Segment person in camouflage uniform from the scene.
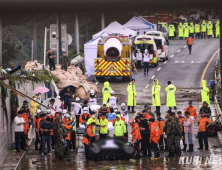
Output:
[53,116,67,159]
[172,117,182,156]
[60,51,69,71]
[163,116,174,157]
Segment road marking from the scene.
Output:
[200,48,220,87]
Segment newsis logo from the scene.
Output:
[179,155,222,165]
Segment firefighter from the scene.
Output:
[156,112,165,152]
[79,107,91,126]
[169,24,175,40]
[187,36,194,54]
[127,79,137,113]
[199,101,212,118]
[82,122,98,160]
[99,113,108,139]
[189,22,195,38]
[195,23,201,39]
[207,21,213,38]
[165,81,177,110]
[152,79,161,112]
[114,114,126,139]
[184,101,197,119]
[129,119,142,158]
[201,80,210,107]
[136,49,143,69]
[197,112,212,150]
[184,23,190,38]
[88,90,97,106]
[183,112,194,152]
[215,20,220,38]
[149,118,160,158]
[178,22,184,39]
[102,81,112,107]
[201,20,207,38]
[108,90,118,113]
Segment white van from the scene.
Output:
[146,31,169,61]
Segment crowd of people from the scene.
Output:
[14,79,212,160]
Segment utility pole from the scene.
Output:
[32,14,37,61]
[0,16,2,65]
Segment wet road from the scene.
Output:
[23,39,222,170]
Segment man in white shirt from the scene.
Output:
[14,110,28,152]
[136,49,143,69]
[143,49,150,75]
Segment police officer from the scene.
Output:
[165,81,177,110]
[60,51,69,71]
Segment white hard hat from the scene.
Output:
[76,97,80,102]
[36,109,42,113]
[62,109,67,114]
[110,90,114,94]
[83,107,88,111]
[46,109,51,113]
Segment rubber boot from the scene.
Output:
[187,144,193,152]
[183,144,187,152]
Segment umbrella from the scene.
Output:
[41,98,62,112]
[32,87,49,94]
[59,85,76,100]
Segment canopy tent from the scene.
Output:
[137,16,157,31]
[84,32,108,76]
[93,21,137,39]
[123,17,152,35]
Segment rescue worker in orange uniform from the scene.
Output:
[79,107,91,126]
[149,118,160,158]
[184,101,197,119]
[82,122,97,160]
[177,111,185,148]
[156,112,165,152]
[129,119,142,158]
[197,112,212,150]
[187,36,194,54]
[113,111,126,126]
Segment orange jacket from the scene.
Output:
[82,126,96,145]
[156,118,165,135]
[113,116,126,126]
[131,123,142,142]
[64,124,72,140]
[79,113,91,124]
[198,117,212,132]
[150,122,160,143]
[144,113,153,119]
[178,117,185,132]
[187,38,193,45]
[22,114,29,135]
[184,106,197,119]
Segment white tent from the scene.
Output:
[84,32,108,76]
[93,21,137,39]
[123,17,152,35]
[137,16,157,31]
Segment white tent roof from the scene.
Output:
[123,17,151,30]
[93,21,137,39]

- WHAT YOU NEED TO DO
Turn all of the records above into a two-column CSV with the headers instruction and boxes. Give one row per record, with its text and its answer each in a single quoted field and line breaks replaced by spaces, and leave the pictures out.

- ANSWER TO THIS TASK
instruction,boxes
"Segment person in camouflage uniform from the scene. Output:","[53,116,67,159] [172,117,182,156] [60,51,69,71] [163,116,174,157]"
"Segment road marking from the scene. Output:","[200,48,220,87]"
"Segment newsis logo from the scene. Output:","[179,155,222,165]"
"Segment firefighter from the scene. Output:","[156,112,165,152] [79,107,91,126] [169,24,175,40] [187,36,194,54] [127,79,137,113] [199,101,212,118] [82,122,98,160] [99,113,108,139] [189,22,195,38] [195,23,201,39] [207,21,213,38] [165,81,177,110] [152,79,161,112] [114,114,126,139] [184,101,197,119] [129,119,142,158] [201,80,210,107] [136,49,143,69] [197,112,212,150] [184,23,190,38] [88,90,97,106] [183,112,194,152] [215,20,220,38] [149,118,160,158] [178,22,184,39] [102,81,112,107] [201,20,207,38] [108,90,118,113]"
"Segment white van from the scene. Output:","[146,31,169,61]"
"Segment crowd of people from the scene. Output:","[14,79,212,160]"
"Segment utility pole from the scene. Output:","[32,14,37,61] [0,16,2,65]"
"Segment wet road from the scene. Output:","[23,39,222,170]"
"Segment man in white shirt from the scene. Output:","[14,110,28,152] [136,49,143,69] [143,49,150,75]"
"Segment police officer from the scene. Output:","[165,81,177,110] [60,51,69,71]"
"Segment white hard hat from the scene. Output:","[76,97,80,102] [36,109,42,113] [62,109,67,114] [110,90,114,94] [83,107,88,111] [46,109,51,113]"
"Segment rubber boot from the scene. Output:","[187,144,193,152] [183,144,187,152]"
"Segment umbrella from the scene. Output:","[41,98,62,112] [32,87,49,94] [59,85,76,100]"
"Segment canopy tent from the scene. Output:","[137,16,157,31] [84,32,108,76] [93,21,137,39] [123,17,152,35]"
"Segment rescue worker in orange uniform from the scene. Output:","[79,107,91,126] [149,118,160,158] [184,101,197,119] [82,122,97,160] [177,111,185,148] [156,112,165,152] [129,119,142,158] [197,112,212,150] [187,36,194,54] [113,111,126,126]"
"Segment orange jacket from the scene. Output:","[82,126,96,145] [156,118,165,135] [113,116,126,126] [131,123,142,142] [64,124,72,140] [79,113,91,124] [198,117,212,132] [150,122,160,143] [144,113,153,119] [178,117,185,132] [187,38,193,45] [22,114,29,135] [184,106,197,119]"
"Segment white tent from the scene. Output:","[84,32,108,76] [93,21,137,39] [123,17,152,35] [137,16,157,31]"
"Segment white tent roof from the scene. Output:","[123,17,151,30] [93,21,137,39]"